WHAT IS REQUIRED: Arrange every line of the listing below as a Markdown table with two columns, "No." for the row number and "Text" for the line, and leave out any blank lines.

Source records
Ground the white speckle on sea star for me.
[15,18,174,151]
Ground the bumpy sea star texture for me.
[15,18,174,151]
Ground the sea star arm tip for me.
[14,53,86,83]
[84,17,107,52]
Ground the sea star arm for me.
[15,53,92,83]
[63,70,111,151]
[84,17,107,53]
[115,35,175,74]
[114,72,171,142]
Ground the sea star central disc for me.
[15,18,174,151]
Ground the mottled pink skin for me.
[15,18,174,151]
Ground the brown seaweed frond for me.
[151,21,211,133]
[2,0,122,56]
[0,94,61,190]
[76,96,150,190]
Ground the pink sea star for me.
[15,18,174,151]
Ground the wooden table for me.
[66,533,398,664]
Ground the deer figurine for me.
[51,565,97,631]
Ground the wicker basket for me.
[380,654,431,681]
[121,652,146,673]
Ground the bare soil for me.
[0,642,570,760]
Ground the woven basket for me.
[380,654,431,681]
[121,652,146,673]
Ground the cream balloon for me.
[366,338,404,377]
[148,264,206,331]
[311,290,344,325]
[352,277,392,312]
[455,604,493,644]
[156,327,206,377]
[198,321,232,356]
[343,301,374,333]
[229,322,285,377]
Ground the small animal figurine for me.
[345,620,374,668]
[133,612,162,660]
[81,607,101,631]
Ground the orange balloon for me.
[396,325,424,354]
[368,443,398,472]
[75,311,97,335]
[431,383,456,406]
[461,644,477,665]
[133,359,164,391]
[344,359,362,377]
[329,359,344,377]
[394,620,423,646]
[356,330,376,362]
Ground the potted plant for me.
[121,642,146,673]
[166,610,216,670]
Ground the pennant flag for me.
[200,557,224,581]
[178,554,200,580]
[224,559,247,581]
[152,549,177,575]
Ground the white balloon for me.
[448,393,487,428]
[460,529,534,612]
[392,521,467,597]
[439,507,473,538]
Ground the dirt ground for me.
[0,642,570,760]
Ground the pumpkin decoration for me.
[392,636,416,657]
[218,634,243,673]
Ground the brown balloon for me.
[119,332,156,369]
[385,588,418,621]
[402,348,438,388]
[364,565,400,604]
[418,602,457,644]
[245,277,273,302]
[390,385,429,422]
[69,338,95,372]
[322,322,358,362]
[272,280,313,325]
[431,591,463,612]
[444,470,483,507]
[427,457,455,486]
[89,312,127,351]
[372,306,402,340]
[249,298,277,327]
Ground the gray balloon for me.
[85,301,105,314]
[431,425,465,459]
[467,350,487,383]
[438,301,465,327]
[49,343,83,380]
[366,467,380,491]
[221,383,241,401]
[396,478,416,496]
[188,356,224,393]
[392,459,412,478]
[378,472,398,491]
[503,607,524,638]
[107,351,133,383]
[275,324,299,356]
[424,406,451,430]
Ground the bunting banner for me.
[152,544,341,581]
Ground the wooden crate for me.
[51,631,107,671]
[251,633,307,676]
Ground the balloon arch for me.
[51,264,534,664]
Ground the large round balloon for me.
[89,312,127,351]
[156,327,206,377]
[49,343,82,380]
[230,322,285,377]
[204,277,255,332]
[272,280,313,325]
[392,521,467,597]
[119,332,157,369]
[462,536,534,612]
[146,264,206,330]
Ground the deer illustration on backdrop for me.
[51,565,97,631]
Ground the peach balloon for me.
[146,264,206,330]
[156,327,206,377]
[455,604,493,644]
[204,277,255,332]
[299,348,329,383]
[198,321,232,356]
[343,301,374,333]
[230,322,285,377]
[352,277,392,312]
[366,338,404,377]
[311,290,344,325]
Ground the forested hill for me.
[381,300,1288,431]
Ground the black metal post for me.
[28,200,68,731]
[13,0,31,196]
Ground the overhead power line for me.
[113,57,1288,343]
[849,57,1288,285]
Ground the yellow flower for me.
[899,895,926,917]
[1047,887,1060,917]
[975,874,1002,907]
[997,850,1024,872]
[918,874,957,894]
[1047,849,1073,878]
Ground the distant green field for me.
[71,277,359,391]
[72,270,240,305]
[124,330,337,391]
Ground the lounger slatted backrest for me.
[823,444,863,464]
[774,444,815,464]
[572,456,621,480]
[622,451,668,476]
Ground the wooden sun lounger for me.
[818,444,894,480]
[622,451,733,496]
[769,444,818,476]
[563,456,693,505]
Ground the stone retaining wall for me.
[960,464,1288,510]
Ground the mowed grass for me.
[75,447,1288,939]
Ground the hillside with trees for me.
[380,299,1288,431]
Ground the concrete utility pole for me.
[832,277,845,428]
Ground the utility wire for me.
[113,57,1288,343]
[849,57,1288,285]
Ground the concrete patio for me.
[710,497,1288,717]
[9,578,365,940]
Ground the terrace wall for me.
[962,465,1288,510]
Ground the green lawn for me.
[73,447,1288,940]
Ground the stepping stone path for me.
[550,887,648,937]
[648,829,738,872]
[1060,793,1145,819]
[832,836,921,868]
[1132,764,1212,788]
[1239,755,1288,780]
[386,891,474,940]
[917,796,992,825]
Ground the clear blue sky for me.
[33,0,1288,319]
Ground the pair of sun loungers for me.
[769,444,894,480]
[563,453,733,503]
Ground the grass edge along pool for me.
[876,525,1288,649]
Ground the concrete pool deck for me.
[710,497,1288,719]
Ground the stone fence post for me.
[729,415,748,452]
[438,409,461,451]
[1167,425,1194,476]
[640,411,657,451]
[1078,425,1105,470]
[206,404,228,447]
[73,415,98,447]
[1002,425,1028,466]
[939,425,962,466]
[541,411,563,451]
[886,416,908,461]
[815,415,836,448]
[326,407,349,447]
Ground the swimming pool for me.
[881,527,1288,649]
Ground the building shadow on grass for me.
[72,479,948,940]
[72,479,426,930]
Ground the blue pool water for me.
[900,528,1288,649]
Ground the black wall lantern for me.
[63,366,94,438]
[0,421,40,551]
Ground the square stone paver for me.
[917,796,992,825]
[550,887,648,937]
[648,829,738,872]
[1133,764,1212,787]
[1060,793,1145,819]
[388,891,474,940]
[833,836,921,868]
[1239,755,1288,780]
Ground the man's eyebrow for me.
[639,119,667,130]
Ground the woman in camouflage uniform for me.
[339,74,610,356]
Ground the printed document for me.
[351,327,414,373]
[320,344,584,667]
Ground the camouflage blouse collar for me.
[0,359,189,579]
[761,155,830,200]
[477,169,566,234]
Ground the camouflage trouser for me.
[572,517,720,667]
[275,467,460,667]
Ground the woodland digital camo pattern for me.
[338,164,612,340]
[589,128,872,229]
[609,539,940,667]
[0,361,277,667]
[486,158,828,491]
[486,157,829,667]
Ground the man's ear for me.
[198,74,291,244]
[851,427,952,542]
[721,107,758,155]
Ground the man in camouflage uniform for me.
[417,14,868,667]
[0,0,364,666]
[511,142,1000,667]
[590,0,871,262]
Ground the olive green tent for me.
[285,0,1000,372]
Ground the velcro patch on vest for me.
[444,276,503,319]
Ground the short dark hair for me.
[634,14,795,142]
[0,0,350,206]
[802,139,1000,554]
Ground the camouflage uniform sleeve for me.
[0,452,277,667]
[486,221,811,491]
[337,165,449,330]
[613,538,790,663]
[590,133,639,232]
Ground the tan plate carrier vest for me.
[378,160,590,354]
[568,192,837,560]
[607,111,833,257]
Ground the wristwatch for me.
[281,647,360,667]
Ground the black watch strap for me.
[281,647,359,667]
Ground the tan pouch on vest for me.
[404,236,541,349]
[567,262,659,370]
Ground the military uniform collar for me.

SOLUTION FOR THIS PROBLEM:
| No. | Text |
|---|---|
| 1 | Ground the white speckle on sea star for me. |
| 2 | [15,18,174,151] |
| 3 | Ground the bumpy sea star texture for me. |
| 4 | [15,18,174,151] |
| 5 | Ground the sea star arm tip for me. |
| 6 | [14,53,86,83] |
| 7 | [84,17,107,52] |
| 8 | Ground the sea star arm for me. |
| 9 | [15,53,92,83] |
| 10 | [63,70,111,151] |
| 11 | [84,17,107,53] |
| 12 | [115,35,175,74] |
| 13 | [114,72,171,142] |
| 14 | Ground the sea star central disc for me. |
| 15 | [15,18,174,151] |
| 16 | Ground the mottled pink skin for me. |
| 17 | [15,18,174,151] |
| 18 | Ground the brown seaweed frond for me. |
| 19 | [151,21,211,133] |
| 20 | [2,0,122,56] |
| 21 | [0,94,61,190] |
| 22 | [76,96,150,190] |
| 23 | Ground the pink sea star for me. |
| 24 | [15,18,174,151] |
| 25 | Ground the wooden table for me. |
| 26 | [66,533,398,664] |
| 27 | Ground the deer figurine for me. |
| 28 | [51,565,97,631] |
| 29 | Ground the wicker basket for me. |
| 30 | [380,654,431,681] |
| 31 | [121,652,146,673] |
| 32 | Ground the bare soil for me. |
| 33 | [0,642,570,760] |
| 34 | Ground the woven basket for me. |
| 35 | [380,654,431,681] |
| 36 | [121,652,146,673] |
| 37 | Ground the cream balloon for me. |
| 38 | [366,338,404,377] |
| 39 | [148,264,206,331] |
| 40 | [311,290,344,325] |
| 41 | [352,277,392,312] |
| 42 | [455,604,493,644] |
| 43 | [156,327,206,377] |
| 44 | [198,321,232,356] |
| 45 | [343,301,374,333] |
| 46 | [229,322,285,377] |
| 47 | Ground the small animal figurine for me. |
| 48 | [345,620,374,668] |
| 49 | [133,612,162,660] |
| 50 | [81,607,101,631] |
| 51 | Ground the orange balloon for me. |
| 52 | [396,325,424,354] |
| 53 | [368,443,398,472] |
| 54 | [75,311,97,335] |
| 55 | [431,383,456,406] |
| 56 | [461,644,477,665] |
| 57 | [133,359,164,391] |
| 58 | [344,359,362,377] |
| 59 | [329,359,344,377] |
| 60 | [394,620,423,646] |
| 61 | [356,330,376,362] |
| 62 | Ground the potted plant for me. |
| 63 | [121,642,146,673] |
| 64 | [166,610,216,670] |
| 65 | Ground the pennant flag for me. |
| 66 | [200,557,224,581] |
| 67 | [178,554,200,580] |
| 68 | [224,559,247,581] |
| 69 | [152,549,177,575] |
| 70 | Ground the white balloon for me. |
| 71 | [448,393,487,428] |
| 72 | [460,529,534,612] |
| 73 | [392,521,467,597] |
| 74 | [439,507,473,538] |
| 75 | Ground the dirt ground for me. |
| 76 | [0,642,570,760] |
| 77 | Ground the pumpkin decoration for me. |
| 78 | [392,636,416,657] |
| 79 | [218,634,243,673] |
| 80 | Ground the brown balloon for me. |
| 81 | [119,332,156,369] |
| 82 | [385,588,418,621] |
| 83 | [402,348,438,388] |
| 84 | [364,565,400,604] |
| 85 | [418,602,457,644] |
| 86 | [245,277,273,302] |
| 87 | [390,385,429,422] |
| 88 | [69,338,95,372] |
| 89 | [322,322,358,362] |
| 90 | [272,280,313,325] |
| 91 | [431,591,463,612] |
| 92 | [444,470,483,507] |
| 93 | [427,457,455,486] |
| 94 | [89,312,127,351] |
| 95 | [372,306,402,340] |
| 96 | [249,298,277,327] |
| 97 | Ground the gray balloon for me. |
| 98 | [85,301,105,314] |
| 99 | [431,425,465,459] |
| 100 | [467,350,487,383] |
| 101 | [438,301,465,327] |
| 102 | [49,343,83,380] |
| 103 | [366,467,380,491] |
| 104 | [221,383,241,401] |
| 105 | [396,478,416,496] |
| 106 | [188,356,224,393] |
| 107 | [392,459,412,478] |
| 108 | [378,472,398,491] |
| 109 | [503,607,524,638] |
| 110 | [107,351,133,383] |
| 111 | [275,324,299,356] |
| 112 | [424,406,451,430] |
| 113 | Ground the bunting banner for me. |
| 114 | [152,544,341,581] |
| 115 | Ground the wooden crate for me. |
| 116 | [51,631,107,671] |
| 117 | [251,633,307,676] |
| 118 | Ground the balloon arch for me. |
| 119 | [51,264,534,664] |
| 120 | Ground the large round balloon for me. |
| 121 | [89,312,127,351] |
| 122 | [156,327,206,377] |
| 123 | [49,343,82,380] |
| 124 | [230,322,285,377] |
| 125 | [204,277,255,332] |
| 126 | [272,280,313,325] |
| 127 | [392,521,467,597] |
| 128 | [119,332,157,369] |
| 129 | [462,536,534,612] |
| 130 | [146,264,206,330] |
| 131 | Ground the deer illustration on backdrop for me. |
| 132 | [51,565,97,631] |
| 133 | Ground the peach balloon for me. |
| 134 | [146,264,206,330] |
| 135 | [156,327,206,377] |
| 136 | [455,604,493,644] |
| 137 | [204,277,255,332] |
| 138 | [299,348,329,383] |
| 139 | [198,321,232,356] |
| 140 | [343,301,374,333] |
| 141 | [230,322,285,377] |
| 142 | [352,277,392,312] |
| 143 | [366,338,404,377] |
| 144 | [311,290,344,325] |
| 145 | Ground the forested hill for me. |
| 146 | [381,300,1288,431] |
| 147 | Ground the black metal post for me. |
| 148 | [28,200,68,731] |
| 149 | [13,0,31,196] |
| 150 | Ground the overhead power line for me. |
| 151 | [113,57,1288,343] |
| 152 | [849,57,1288,285] |
| 153 | Ground the yellow flower for me. |
| 154 | [899,895,926,917] |
| 155 | [1047,887,1060,917] |
| 156 | [975,874,1002,907] |
| 157 | [997,850,1024,872] |
| 158 | [918,874,957,894] |
| 159 | [1047,849,1073,878] |
| 160 | Ground the distant green field for me. |
| 161 | [71,277,359,391] |
| 162 | [72,270,240,305] |
| 163 | [124,330,337,391] |
| 164 | Ground the lounger slatted backrest for me. |
| 165 | [823,444,863,464] |
| 166 | [774,444,815,464] |
| 167 | [572,456,621,480] |
| 168 | [622,451,668,476] |
| 169 | Ground the wooden sun lounger for me. |
| 170 | [818,444,894,480] |
| 171 | [622,451,733,496] |
| 172 | [769,444,818,476] |
| 173 | [563,456,693,505] |
| 174 | Ground the stone retaining wall for me. |
| 175 | [960,464,1288,510] |
| 176 | Ground the mowed grass for me. |
| 177 | [75,447,1288,939] |
| 178 | Ground the hillside with trees for me. |
| 179 | [380,299,1288,431] |
| 180 | Ground the concrete utility pole for me. |
| 181 | [832,277,845,428] |
| 182 | Ground the utility wire for me. |
| 183 | [113,57,1288,343] |
| 184 | [849,57,1288,285] |
| 185 | Ground the concrete patio for me. |
| 186 | [710,497,1288,717] |
| 187 | [9,578,365,940] |
| 188 | Ground the terrace wall for me. |
| 189 | [962,465,1288,510] |
| 190 | Ground the green lawn for me. |
| 191 | [73,447,1288,940] |
| 192 | Ground the stepping stone path for me. |
| 193 | [550,887,648,937] |
| 194 | [648,829,738,872] |
| 195 | [1060,793,1145,819] |
| 196 | [832,836,921,868] |
| 197 | [1132,764,1212,788] |
| 198 | [1239,755,1288,780] |
| 199 | [386,891,474,940] |
| 200 | [917,796,992,825] |
| 201 | Ground the clear blue sky for me. |
| 202 | [33,0,1288,319] |
| 203 | Ground the pair of sun loungers for me. |
| 204 | [769,444,894,480] |
| 205 | [563,453,733,503] |
| 206 | Ground the grass edge along pool for me. |
| 207 | [876,525,1288,649] |
| 208 | Ground the concrete pool deck for me. |
| 209 | [710,497,1288,719] |
| 210 | Ground the stone fence post for me. |
| 211 | [729,415,748,452] |
| 212 | [438,409,461,451] |
| 213 | [1167,425,1194,476] |
| 214 | [640,411,657,451] |
| 215 | [1078,425,1105,470] |
| 216 | [206,404,228,447] |
| 217 | [73,415,98,447] |
| 218 | [1002,425,1028,466] |
| 219 | [939,425,962,466] |
| 220 | [541,411,563,451] |
| 221 | [886,416,908,461] |
| 222 | [815,415,836,448] |
| 223 | [326,407,349,447] |
| 224 | Ground the swimming pool for me. |
| 225 | [881,527,1288,649] |
| 226 | Ground the building shadow on grass for me. |
| 227 | [72,479,948,940] |
| 228 | [72,479,426,930] |
| 229 | Ground the blue pool water for me. |
| 230 | [900,528,1288,649] |
| 231 | Ground the black wall lantern for me. |
| 232 | [63,366,94,438] |
| 233 | [0,421,40,551] |
| 234 | Ground the square stone paver for me. |
| 235 | [917,796,992,825] |
| 236 | [550,887,648,937] |
| 237 | [648,829,738,872] |
| 238 | [1133,764,1212,787] |
| 239 | [1060,793,1145,819] |
| 240 | [388,891,474,940] |
| 241 | [833,836,921,868] |
| 242 | [1239,755,1288,780] |
| 243 | Ground the man's eyebrow for me. |
| 244 | [639,119,667,130] |
| 245 | Ground the woman in camouflage uniform for me. |
| 246 | [339,74,610,356] |
| 247 | Ground the printed document for me. |
| 248 | [351,327,414,373] |
| 249 | [320,344,584,667] |
| 250 | Ground the camouflage blouse collar for me. |
| 251 | [0,359,189,579] |
| 252 | [761,155,830,200] |
| 253 | [477,169,566,234] |
| 254 | Ground the camouflage trouser for me. |
| 255 | [572,517,720,667] |
| 256 | [275,467,460,667] |
| 257 | Ground the woodland digital camo pattern for me. |
| 258 | [338,164,612,340] |
| 259 | [589,128,872,229] |
| 260 | [609,539,940,667] |
| 261 | [0,361,277,667] |
| 262 | [486,158,828,491] |
| 263 | [486,157,829,667] |
| 264 | Ground the man's ear for me. |
| 265 | [198,74,291,244] |
| 266 | [851,427,952,542] |
| 267 | [721,107,758,155] |
| 268 | Ground the man in camouflage uniform for me. |
| 269 | [417,14,868,667] |
| 270 | [0,0,364,666] |
| 271 | [511,142,1000,667] |
| 272 | [590,0,871,262] |
| 273 | Ground the olive green tent for me. |
| 274 | [285,0,1000,372] |
| 275 | Ground the velcro patch on vest for me. |
| 276 | [444,276,503,319] |
| 277 | Ground the short dark hair for me. |
| 278 | [634,14,795,142] |
| 279 | [0,0,350,206] |
| 280 | [802,139,1000,554] |
| 281 | Ground the camouflage uniform sleeve for me. |
| 282 | [0,452,277,667] |
| 283 | [486,221,811,491] |
| 284 | [337,165,449,330] |
| 285 | [613,538,790,663] |
| 286 | [590,133,639,232] |
| 287 | Ground the tan plate carrier vest for me. |
| 288 | [378,160,590,354] |
| 289 | [568,192,837,560] |
| 290 | [607,111,833,257] |
| 291 | Ground the wristwatch for me. |
| 292 | [281,647,360,667] |
| 293 | Ground the black watch strap for me. |
| 294 | [281,647,359,667] |
| 295 | Ground the tan pouch on vest for me. |
| 296 | [404,236,541,349] |
| 297 | [567,262,659,370] |
| 298 | Ground the military uniform collar for me. |